THE TASK: Transcribe exactly every line from the one with "locate overcast sky --format jsonl" to the last line of the listing below, including both.

◇ ◇ ◇ ◇

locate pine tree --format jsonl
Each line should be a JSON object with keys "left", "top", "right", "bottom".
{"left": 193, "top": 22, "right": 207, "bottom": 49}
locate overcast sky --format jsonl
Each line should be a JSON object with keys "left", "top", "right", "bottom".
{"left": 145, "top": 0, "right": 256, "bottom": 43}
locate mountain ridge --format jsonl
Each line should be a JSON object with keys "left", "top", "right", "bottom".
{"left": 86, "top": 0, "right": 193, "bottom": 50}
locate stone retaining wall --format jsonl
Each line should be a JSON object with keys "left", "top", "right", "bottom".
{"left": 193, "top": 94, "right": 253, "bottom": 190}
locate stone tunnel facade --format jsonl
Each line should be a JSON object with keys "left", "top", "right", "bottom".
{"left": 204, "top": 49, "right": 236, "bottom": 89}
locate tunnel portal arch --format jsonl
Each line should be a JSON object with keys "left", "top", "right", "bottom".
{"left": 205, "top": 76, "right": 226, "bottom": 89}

◇ ◇ ◇ ◇

TASK SOLUTION:
locate overcast sky --format jsonl
Each line should be a JSON object with keys "left", "top", "right", "bottom".
{"left": 145, "top": 0, "right": 256, "bottom": 43}
locate mountain ridge --format jsonl
Each line should be a JSON object with keys "left", "top", "right", "bottom".
{"left": 86, "top": 0, "right": 193, "bottom": 50}
locate stone retaining wall --format jsonl
Each line should be a JSON object with keys "left", "top", "right", "bottom".
{"left": 193, "top": 94, "right": 253, "bottom": 190}
locate stone tunnel facade --format jsonl
Each line should be a JSON object with keys "left", "top", "right", "bottom".
{"left": 204, "top": 49, "right": 236, "bottom": 89}
locate tunnel portal arch --format jsonl
Each line should be a JSON object with keys "left", "top", "right", "bottom".
{"left": 205, "top": 76, "right": 226, "bottom": 89}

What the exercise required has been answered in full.